▸ Fragmento del documento:
▼

Y las celebraciones son la fiesta donde se alegra el amor. Decía Nietzsche: «no es muestra de habilidad organizar una fiesta, sino el dar con aquellos que puedan alegrarse en ella». Las auténticas fiestas requieren de un nosotros-maduro.

Sea como fuere la cosmovisión del «yo», el “tú” endiosa, pero es la propia conciencia la que le está llamando a ser “dios” y si no se encuentra en el camino de la apoteosis, siente una especie de vacío interior, como que algo no va bien. No termina de vivir colmado; ni cuándo prospera con actividades exitosas, ni en una situación general de bienestar, ni en una actitud vital de servicio a los demás, nada colma.

Ser “divino” es ser muy excelente, extraordinariamente primoroso (RAE, 2019), pero según sea la cosmovisión y el enfoque de la persona que lo considere, será muy diferente la aprehensión que tendrá de esa máxima excelencia, pero todas deberán tener como rasgo fundamental la humildad.

▲

Registros de anotación de contornos:
▼

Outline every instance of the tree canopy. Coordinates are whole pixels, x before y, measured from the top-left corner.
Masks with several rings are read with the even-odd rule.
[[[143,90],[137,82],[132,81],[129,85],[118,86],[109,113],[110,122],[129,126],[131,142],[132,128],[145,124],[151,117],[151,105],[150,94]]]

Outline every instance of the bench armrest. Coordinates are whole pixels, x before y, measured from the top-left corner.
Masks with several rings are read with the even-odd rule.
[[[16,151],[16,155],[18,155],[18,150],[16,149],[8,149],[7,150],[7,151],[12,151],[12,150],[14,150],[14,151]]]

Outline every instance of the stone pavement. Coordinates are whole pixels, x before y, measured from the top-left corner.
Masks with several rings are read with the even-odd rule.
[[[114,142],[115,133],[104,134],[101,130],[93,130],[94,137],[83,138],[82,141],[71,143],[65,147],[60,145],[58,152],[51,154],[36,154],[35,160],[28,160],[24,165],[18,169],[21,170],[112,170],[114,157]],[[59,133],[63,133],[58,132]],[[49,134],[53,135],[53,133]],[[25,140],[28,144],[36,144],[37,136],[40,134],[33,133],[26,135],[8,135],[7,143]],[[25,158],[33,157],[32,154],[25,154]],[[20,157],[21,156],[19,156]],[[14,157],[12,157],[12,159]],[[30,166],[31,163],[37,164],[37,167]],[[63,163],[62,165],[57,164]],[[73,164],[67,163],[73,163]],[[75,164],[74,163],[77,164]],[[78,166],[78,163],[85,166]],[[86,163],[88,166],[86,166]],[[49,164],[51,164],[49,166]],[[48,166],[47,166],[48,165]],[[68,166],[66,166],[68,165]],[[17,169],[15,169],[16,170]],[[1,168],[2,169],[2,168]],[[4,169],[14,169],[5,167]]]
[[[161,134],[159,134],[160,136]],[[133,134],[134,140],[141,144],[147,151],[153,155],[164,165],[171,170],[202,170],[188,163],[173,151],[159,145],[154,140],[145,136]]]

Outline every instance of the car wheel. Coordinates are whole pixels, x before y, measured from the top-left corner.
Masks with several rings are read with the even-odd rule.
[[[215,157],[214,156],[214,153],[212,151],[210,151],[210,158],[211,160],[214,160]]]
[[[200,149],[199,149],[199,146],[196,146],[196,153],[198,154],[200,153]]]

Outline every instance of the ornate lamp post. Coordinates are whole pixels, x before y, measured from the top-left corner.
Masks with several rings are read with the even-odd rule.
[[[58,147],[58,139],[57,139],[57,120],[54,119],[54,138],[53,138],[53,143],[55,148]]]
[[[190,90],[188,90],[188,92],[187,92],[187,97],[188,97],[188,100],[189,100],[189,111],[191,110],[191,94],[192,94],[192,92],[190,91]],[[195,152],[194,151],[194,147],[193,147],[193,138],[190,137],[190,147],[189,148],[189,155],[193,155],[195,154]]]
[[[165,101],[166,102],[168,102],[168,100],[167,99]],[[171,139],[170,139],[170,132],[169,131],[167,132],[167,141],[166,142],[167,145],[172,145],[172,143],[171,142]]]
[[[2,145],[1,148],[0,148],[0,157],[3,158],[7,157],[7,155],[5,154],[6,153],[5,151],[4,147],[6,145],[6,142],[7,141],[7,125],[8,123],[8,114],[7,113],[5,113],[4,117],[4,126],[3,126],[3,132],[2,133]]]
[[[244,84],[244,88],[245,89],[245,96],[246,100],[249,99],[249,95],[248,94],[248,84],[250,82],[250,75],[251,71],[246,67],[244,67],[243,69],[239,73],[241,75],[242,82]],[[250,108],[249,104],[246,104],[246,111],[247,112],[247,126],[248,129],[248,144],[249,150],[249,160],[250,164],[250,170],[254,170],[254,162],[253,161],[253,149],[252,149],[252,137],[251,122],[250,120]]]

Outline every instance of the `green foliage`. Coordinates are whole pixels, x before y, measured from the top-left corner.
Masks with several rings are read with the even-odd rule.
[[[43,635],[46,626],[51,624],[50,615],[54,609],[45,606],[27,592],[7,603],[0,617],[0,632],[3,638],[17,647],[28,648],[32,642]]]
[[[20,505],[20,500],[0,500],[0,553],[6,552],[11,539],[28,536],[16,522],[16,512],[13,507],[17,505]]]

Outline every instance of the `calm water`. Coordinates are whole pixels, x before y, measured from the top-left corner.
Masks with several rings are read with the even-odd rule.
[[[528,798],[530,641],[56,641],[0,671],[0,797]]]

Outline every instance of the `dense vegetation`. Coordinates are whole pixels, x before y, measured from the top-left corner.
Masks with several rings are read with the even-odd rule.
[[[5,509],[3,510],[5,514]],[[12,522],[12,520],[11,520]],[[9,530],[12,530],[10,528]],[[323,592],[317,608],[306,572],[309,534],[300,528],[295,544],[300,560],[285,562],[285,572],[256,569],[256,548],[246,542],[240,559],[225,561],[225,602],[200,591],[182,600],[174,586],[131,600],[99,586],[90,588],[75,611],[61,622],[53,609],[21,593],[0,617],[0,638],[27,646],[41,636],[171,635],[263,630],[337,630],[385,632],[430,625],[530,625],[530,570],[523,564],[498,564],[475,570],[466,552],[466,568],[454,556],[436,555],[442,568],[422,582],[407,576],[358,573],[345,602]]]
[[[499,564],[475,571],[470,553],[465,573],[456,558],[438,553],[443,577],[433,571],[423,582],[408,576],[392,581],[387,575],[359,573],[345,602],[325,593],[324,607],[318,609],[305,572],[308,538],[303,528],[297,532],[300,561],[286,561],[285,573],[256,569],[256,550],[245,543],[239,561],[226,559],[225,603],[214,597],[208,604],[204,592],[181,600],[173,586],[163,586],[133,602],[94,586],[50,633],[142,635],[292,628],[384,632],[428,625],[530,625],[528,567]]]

▲

▸ Instrucciones:
1) Responde, a partir del fragmento sobre la fiesta y lo divino:
(a) ¿Qué requieren las auténticas fiestas?
(b) ¿Qué siente la persona si no se encuentra en el camino de la apoteosis?
(c) ¿Qué rasgo fundamental deberán tener todas las formas de aprehender la máxima excelencia?
2) Prosigue el fragmento sobre la fiesta y lo divino a partir de su última oración.

▸ Resultados del ejercicio:
1)
(a) Requieren de un nosotros-maduro.
(b) Siente una especie de vacío interior, como que algo no va bien.
(c) La humildad.

2)
Ser muy excelente, extremadamente primoroso no es el fin último que le hace notar el egocentrismo al sujeto. El egocentrismo no se mueve por humildad, sino que despierta la vanidad, la soberbia y las fantasías. También puede el egocentrismo mover a lo contrario, a no considerar este grado sumo de excelencia, pues sería contraria a la modestia y ser un arrogante no le haría tan excelente.

Efectivamente, vista la apoteosis desde el egocentrismo es arrogancia. Los griegos lo llamaban hibris, que significa desmesura, insolencia, desfachatez, vanidad, actitud de violencia de los poderosos hacia los débiles o considerarse igual o superior a los dioses. Supone que el propio sujeto se da la apoteosis a sí mismo. Toynbee (1961) utiliza el concepto de hibris para explicar una posible causa del colapso de las civilizaciones. Hibris sería el colmo del egocentrismo (que alimenta «falsos-nosotros»), mientras que la zéosis sería el colmo del nosicentrismo (el «nosotros-maduro»).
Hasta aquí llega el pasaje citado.